> **Task goal**:
Copy out the lines that follow, starting at the line with "Output the exact" up to and including the line with "box: [12, 379, 864, 529]", with no changes.

> **Exercise input**:
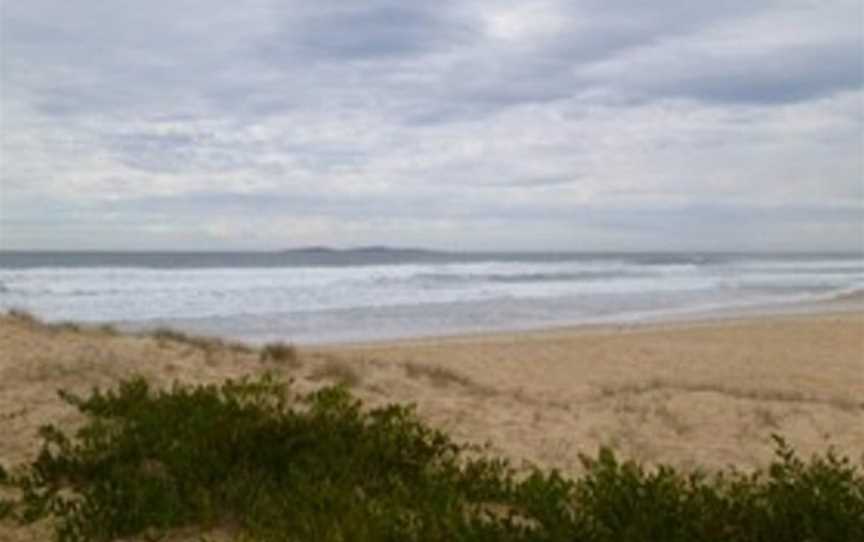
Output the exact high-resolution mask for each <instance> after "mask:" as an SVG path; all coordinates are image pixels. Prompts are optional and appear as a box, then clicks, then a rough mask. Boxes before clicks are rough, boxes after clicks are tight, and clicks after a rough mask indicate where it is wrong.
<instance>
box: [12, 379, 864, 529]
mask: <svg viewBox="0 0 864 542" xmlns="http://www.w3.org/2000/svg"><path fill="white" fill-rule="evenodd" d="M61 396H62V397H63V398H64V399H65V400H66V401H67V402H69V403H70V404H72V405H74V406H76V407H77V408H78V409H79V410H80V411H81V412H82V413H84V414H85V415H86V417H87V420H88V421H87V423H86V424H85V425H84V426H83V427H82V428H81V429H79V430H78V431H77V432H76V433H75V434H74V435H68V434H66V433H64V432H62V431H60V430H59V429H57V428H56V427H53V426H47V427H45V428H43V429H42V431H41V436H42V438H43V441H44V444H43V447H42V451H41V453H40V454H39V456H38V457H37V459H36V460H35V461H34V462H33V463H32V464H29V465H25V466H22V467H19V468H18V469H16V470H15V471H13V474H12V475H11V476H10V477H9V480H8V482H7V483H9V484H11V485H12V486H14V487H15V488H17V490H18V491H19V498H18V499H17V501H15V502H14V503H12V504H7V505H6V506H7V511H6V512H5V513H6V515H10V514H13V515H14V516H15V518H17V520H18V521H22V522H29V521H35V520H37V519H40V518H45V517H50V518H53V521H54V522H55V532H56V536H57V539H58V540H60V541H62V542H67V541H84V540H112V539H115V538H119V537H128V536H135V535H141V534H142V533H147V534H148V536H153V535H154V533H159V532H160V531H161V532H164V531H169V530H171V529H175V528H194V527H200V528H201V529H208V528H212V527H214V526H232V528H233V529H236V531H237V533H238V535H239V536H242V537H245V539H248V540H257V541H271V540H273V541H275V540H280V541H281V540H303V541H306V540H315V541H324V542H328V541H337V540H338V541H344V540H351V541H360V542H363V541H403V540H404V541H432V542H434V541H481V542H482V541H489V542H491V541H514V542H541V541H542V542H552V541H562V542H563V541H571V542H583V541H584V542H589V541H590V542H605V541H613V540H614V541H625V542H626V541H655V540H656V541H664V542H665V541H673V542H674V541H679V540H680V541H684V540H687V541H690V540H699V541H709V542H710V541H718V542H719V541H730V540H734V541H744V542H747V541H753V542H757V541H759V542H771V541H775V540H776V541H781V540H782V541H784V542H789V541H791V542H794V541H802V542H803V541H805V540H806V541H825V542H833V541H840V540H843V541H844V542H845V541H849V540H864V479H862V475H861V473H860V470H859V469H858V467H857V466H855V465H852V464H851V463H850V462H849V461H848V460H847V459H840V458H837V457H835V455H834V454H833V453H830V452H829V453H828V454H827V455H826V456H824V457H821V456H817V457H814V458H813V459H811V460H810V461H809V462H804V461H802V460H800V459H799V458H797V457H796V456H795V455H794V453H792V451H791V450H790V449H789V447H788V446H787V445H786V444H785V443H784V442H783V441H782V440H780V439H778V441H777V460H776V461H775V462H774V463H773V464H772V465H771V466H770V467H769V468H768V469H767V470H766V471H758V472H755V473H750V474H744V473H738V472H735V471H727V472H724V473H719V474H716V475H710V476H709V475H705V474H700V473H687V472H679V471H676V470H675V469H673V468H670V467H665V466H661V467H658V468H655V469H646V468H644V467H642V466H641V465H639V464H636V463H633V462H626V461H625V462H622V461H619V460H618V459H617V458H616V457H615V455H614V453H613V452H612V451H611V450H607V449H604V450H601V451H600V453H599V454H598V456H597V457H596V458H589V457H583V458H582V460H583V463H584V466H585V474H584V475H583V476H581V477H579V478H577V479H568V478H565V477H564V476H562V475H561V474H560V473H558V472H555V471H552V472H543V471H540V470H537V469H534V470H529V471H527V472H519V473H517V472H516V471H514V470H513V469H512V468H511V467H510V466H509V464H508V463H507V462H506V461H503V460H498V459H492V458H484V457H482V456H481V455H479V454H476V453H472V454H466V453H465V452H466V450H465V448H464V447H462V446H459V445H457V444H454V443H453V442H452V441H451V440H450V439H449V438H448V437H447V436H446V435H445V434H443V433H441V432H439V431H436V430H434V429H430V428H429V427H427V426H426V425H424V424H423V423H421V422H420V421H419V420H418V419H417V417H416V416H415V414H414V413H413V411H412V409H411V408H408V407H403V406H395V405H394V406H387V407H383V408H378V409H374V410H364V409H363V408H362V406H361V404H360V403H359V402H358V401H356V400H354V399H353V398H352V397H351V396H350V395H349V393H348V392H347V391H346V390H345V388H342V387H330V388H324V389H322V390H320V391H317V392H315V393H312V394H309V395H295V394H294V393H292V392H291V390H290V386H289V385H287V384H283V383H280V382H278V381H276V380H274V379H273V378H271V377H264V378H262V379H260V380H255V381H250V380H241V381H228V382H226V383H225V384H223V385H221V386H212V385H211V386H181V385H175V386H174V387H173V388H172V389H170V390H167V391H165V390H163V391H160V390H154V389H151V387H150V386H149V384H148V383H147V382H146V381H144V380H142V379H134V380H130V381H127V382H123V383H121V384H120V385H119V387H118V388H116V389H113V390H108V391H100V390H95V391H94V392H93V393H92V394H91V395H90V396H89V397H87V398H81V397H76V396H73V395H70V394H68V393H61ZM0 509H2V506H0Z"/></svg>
...
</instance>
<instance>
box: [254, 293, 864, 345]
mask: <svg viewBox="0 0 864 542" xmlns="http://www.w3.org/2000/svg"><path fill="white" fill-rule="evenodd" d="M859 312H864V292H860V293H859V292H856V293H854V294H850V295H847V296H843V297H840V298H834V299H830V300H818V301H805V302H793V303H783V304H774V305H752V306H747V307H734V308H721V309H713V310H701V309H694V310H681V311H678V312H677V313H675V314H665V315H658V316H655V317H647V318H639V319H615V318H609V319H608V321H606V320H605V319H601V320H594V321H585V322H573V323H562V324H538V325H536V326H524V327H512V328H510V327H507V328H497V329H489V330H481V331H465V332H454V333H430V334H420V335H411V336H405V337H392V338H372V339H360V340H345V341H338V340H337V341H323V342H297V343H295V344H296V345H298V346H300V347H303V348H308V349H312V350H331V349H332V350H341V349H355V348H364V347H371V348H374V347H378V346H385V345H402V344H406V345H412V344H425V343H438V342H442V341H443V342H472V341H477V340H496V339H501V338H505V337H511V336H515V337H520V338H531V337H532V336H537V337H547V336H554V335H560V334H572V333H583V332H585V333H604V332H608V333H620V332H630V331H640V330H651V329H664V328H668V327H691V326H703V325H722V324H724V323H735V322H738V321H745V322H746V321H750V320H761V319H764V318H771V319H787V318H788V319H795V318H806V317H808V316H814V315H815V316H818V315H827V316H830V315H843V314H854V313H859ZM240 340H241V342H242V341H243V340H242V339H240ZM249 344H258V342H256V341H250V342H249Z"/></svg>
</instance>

> **Response area**:
Output the exact high-resolution mask for each <instance> after "mask:" as an SVG path; all coordinates are image pixels. Prompts are optional and appear as a box, then clicks, then a rough mask. Boxes before clicks are rough, boxes after clicks are tight, and clicks after a rough mask indicate where it is wrong.
<instance>
box: [12, 379, 864, 529]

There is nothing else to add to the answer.